- **Data**
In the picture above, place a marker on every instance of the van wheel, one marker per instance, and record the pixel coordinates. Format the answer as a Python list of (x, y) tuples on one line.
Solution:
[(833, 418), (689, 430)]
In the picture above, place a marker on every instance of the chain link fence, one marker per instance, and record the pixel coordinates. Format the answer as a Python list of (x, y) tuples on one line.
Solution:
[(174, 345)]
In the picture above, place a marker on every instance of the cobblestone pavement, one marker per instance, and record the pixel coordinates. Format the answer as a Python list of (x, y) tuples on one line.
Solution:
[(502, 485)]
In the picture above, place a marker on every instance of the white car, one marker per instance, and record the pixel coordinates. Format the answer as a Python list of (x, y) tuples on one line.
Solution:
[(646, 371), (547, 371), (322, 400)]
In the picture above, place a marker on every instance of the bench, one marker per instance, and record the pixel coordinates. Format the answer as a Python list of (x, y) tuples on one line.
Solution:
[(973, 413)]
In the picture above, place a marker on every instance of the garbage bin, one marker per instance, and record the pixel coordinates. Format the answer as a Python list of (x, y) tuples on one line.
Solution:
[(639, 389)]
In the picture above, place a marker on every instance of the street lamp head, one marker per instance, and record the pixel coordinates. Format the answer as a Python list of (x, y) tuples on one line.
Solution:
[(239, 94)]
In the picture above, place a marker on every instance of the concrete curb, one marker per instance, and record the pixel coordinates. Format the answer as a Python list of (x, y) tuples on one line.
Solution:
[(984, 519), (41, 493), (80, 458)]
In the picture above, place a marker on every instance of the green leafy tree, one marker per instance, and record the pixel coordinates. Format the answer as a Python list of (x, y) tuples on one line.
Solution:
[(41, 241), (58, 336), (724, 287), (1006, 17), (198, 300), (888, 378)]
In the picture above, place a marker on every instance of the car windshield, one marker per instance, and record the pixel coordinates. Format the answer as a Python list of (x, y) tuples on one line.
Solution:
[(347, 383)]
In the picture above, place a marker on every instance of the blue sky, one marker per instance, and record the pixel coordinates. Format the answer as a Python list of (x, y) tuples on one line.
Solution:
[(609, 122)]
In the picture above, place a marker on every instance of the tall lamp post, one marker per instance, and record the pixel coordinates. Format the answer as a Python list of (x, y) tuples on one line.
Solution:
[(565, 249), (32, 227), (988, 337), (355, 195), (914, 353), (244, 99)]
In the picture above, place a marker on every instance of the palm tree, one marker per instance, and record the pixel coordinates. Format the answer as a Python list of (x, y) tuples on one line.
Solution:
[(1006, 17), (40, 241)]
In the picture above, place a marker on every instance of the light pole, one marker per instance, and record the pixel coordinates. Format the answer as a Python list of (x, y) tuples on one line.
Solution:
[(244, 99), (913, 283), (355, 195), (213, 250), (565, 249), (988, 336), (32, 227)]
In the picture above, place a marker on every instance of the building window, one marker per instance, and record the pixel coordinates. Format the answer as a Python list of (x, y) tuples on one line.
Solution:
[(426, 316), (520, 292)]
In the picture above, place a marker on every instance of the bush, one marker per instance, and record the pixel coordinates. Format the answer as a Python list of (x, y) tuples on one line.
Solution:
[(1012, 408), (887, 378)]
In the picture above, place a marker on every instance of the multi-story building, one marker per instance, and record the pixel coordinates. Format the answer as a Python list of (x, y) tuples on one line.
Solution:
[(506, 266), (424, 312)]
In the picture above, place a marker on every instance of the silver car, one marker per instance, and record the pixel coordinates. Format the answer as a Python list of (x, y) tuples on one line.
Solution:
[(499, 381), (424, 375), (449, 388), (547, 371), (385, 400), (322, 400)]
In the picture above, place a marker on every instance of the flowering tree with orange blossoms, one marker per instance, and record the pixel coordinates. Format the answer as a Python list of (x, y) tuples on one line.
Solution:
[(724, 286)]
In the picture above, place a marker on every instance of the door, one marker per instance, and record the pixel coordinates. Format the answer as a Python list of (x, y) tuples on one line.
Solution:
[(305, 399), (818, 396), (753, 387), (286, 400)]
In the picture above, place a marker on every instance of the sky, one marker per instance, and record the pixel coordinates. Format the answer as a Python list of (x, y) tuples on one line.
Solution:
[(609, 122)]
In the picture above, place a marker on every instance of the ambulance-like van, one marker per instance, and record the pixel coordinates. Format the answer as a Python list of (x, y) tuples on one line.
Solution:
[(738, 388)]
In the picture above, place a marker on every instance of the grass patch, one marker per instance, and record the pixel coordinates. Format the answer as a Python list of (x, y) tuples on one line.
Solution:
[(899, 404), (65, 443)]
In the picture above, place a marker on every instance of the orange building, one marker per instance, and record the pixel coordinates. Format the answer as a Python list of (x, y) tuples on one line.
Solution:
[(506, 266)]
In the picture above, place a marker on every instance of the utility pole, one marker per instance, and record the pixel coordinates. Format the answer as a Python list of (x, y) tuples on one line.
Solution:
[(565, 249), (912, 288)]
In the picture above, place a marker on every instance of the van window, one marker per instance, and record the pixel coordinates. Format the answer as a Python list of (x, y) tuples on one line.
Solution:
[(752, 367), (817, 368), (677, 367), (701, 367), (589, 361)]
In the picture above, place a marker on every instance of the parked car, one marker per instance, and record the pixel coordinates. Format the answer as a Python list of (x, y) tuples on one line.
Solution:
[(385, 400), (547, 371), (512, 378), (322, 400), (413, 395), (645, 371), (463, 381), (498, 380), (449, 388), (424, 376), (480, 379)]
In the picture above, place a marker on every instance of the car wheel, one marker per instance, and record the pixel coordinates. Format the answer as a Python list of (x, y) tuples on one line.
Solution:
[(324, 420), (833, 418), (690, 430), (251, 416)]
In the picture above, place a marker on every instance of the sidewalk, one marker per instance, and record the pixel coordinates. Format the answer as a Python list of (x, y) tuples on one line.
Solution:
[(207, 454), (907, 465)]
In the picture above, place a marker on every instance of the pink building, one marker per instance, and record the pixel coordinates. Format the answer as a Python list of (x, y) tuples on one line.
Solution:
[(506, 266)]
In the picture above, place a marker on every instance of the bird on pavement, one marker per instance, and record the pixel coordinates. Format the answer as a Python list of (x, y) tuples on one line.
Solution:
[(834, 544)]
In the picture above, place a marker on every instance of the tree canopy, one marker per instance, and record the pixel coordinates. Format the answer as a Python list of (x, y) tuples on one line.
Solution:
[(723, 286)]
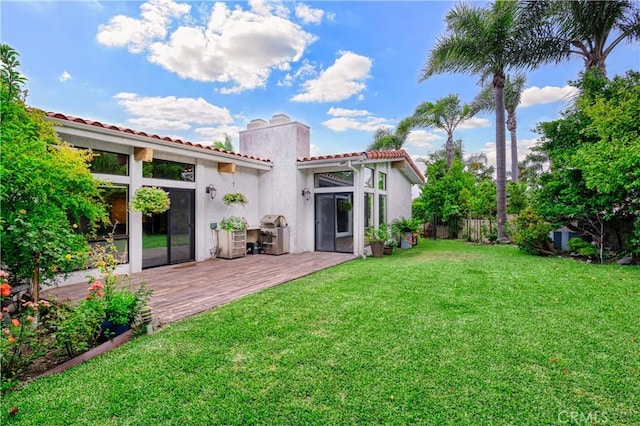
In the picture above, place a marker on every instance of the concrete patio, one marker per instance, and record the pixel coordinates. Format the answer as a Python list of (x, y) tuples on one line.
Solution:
[(180, 291)]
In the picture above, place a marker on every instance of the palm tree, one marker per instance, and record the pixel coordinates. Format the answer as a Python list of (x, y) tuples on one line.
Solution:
[(445, 114), (386, 140), (487, 41), (582, 27), (485, 101)]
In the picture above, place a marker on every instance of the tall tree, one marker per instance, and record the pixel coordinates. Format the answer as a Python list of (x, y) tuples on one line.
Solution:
[(588, 28), (485, 101), (446, 114), (46, 189), (487, 41)]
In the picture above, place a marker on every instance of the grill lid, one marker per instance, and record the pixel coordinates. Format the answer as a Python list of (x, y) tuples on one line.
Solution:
[(273, 221)]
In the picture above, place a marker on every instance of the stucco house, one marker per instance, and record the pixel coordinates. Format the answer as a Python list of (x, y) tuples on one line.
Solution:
[(327, 201)]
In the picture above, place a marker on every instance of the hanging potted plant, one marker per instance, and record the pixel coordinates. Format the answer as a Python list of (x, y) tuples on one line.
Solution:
[(150, 200), (232, 198)]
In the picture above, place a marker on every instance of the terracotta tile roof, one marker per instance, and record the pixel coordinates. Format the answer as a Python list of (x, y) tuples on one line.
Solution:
[(372, 155), (60, 116)]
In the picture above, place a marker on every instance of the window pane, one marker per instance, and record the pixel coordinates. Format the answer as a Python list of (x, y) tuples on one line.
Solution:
[(163, 169), (109, 163), (331, 179), (368, 177), (382, 181), (368, 210)]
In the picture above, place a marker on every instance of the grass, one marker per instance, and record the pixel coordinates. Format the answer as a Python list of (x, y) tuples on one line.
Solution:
[(445, 333)]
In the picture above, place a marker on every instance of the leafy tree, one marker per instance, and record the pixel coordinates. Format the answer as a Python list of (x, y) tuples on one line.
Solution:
[(227, 145), (441, 195), (594, 152), (584, 27), (446, 114), (46, 190), (487, 41), (485, 100)]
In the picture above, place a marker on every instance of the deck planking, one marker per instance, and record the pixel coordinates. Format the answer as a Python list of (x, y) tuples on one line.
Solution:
[(180, 291)]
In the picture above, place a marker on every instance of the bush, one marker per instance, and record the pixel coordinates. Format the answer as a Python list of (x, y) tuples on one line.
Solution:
[(531, 233), (582, 247)]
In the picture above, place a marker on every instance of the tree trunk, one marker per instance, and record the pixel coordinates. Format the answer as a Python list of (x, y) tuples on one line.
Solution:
[(512, 125), (501, 161)]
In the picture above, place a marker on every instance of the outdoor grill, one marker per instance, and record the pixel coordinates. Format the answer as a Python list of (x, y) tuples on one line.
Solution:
[(274, 234)]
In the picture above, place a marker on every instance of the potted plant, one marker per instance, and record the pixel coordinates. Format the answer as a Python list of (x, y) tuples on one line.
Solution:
[(406, 228), (375, 237), (233, 223), (150, 200), (233, 198)]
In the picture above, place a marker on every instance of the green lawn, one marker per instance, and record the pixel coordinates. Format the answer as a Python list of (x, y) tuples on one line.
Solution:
[(444, 333)]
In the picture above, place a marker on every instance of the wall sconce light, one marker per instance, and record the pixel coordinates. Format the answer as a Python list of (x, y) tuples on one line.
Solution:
[(306, 194), (212, 191)]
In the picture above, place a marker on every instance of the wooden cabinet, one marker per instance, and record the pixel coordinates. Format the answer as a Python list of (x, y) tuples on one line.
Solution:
[(232, 243)]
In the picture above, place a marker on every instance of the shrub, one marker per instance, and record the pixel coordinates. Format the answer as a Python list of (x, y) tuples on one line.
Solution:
[(582, 247), (531, 233)]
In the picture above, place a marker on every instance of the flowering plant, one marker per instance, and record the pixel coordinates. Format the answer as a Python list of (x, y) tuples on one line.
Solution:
[(20, 341), (233, 223), (234, 198)]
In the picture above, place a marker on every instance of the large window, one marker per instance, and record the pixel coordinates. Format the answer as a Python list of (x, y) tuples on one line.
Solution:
[(164, 169), (116, 198), (368, 210), (333, 179), (382, 181), (382, 209), (110, 163), (367, 173)]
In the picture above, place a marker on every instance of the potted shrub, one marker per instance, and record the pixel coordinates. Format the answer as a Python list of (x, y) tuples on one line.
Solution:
[(406, 228), (233, 198), (150, 200), (233, 223), (375, 238)]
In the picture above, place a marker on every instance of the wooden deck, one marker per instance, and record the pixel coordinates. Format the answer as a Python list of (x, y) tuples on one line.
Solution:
[(180, 291)]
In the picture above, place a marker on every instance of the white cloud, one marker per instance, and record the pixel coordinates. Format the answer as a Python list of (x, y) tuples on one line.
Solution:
[(535, 95), (65, 76), (136, 34), (315, 150), (340, 81), (474, 123), (236, 47), (170, 112), (368, 124), (343, 112), (309, 15), (305, 70), (422, 139)]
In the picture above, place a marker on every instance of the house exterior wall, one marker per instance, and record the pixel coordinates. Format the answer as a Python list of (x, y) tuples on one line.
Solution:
[(283, 142), (206, 210)]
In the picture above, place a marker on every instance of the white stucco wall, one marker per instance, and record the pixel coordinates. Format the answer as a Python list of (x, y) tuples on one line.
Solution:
[(281, 141)]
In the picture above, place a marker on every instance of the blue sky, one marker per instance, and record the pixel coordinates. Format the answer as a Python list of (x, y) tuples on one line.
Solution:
[(197, 70)]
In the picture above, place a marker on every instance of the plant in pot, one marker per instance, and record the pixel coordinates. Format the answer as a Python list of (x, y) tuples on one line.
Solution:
[(150, 200), (233, 198), (233, 223), (406, 228)]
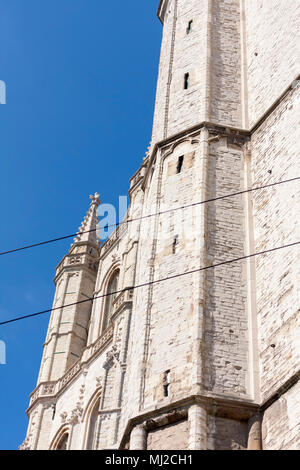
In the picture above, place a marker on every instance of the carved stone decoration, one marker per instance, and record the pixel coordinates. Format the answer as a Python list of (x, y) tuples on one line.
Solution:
[(64, 417), (112, 355), (99, 382), (77, 412), (28, 442)]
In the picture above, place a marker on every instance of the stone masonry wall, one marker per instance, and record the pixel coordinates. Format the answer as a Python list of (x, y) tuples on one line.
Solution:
[(226, 338), (226, 434), (225, 80), (276, 219), (273, 54), (172, 437), (281, 422)]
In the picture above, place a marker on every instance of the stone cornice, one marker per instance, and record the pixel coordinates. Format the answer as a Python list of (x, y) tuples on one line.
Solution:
[(161, 9), (51, 390)]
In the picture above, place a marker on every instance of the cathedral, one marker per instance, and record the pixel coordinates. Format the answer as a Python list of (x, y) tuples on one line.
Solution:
[(182, 330)]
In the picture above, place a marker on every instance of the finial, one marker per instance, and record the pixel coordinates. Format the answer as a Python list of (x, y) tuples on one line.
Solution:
[(95, 199)]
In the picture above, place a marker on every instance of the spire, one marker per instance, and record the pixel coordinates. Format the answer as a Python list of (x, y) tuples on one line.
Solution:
[(88, 229)]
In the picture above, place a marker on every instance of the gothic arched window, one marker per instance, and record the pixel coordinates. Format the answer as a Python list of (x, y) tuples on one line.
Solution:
[(112, 288), (91, 443), (63, 443)]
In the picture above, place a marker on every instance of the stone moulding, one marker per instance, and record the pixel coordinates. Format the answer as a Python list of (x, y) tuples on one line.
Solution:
[(52, 389), (114, 238), (123, 299)]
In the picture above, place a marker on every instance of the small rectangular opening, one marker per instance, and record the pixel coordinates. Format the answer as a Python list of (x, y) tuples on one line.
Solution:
[(190, 27), (167, 380), (175, 243), (186, 81), (179, 164)]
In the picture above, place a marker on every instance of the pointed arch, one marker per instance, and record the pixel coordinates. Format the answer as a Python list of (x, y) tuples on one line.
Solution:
[(61, 440), (111, 287), (90, 418)]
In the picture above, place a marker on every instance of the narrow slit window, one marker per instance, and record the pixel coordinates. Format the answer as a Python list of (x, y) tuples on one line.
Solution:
[(167, 383), (190, 27), (179, 164), (187, 81), (175, 243)]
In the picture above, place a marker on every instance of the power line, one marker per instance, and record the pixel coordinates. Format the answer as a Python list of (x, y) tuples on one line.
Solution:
[(212, 266), (26, 247)]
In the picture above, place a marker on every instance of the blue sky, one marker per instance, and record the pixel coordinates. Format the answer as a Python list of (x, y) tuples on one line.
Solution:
[(81, 80)]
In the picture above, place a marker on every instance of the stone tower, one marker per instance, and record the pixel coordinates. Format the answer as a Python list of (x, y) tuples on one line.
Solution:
[(164, 354)]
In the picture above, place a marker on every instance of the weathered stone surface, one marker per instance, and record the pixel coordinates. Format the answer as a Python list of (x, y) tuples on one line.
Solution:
[(198, 359)]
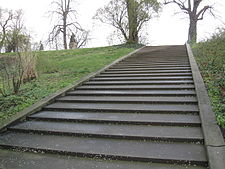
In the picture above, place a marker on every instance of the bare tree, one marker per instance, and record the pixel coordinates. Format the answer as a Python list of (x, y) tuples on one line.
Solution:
[(195, 12), (17, 37), (128, 16), (66, 23), (6, 17)]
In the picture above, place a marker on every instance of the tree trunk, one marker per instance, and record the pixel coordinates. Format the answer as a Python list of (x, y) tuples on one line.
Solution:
[(192, 32), (132, 19), (64, 33)]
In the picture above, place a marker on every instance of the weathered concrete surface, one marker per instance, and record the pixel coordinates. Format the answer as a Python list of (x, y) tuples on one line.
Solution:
[(143, 111)]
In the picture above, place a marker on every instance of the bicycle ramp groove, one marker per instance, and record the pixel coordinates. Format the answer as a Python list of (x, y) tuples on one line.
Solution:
[(141, 112)]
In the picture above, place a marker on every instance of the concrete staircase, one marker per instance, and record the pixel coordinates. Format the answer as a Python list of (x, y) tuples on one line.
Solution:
[(140, 113)]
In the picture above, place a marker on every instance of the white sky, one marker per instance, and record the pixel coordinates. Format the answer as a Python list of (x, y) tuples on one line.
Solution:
[(165, 30)]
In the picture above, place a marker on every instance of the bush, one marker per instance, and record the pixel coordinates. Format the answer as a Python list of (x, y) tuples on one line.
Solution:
[(210, 56)]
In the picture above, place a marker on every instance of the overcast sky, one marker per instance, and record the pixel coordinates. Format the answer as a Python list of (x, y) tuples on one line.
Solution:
[(165, 30)]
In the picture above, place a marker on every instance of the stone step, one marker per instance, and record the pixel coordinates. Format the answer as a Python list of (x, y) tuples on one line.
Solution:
[(123, 107), (120, 131), (130, 99), (141, 69), (153, 64), (148, 66), (143, 82), (124, 92), (144, 74), (120, 118), (135, 87), (133, 150), (26, 160), (141, 78), (146, 71)]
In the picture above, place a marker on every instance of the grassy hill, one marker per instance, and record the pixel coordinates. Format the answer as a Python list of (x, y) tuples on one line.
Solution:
[(210, 56), (58, 69)]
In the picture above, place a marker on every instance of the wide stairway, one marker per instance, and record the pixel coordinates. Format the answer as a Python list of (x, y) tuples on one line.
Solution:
[(140, 113)]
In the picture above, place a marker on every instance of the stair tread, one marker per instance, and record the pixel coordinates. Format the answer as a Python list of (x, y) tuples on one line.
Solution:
[(132, 92), (25, 160), (140, 78), (121, 117), (131, 98), (124, 106), (188, 86), (149, 82), (108, 147), (135, 131)]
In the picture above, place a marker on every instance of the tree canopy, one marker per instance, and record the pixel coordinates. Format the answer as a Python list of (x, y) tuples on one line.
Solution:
[(128, 16)]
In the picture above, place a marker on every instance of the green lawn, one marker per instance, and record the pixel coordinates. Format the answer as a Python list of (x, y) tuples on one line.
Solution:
[(58, 69), (210, 56)]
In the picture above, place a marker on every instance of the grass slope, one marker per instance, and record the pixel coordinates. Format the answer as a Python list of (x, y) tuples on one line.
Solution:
[(58, 69), (210, 56)]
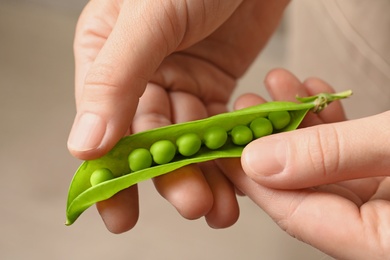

- **Task instructions**
Run a filter over the data above and keep each line that contains the word "shrub".

- **Response for this exercise**
In the picture above, place a marker on every instance of the shrub, one marker per instance, and record the pixel coordinates. Format the answer as a Python list of (x, y) tuples on one line.
In the picture above, place a marker on every instance of the potted shrub, one marker per instance, and record the pixel coordinates. Format the answer as a Python list of (x, y) tuples on one line.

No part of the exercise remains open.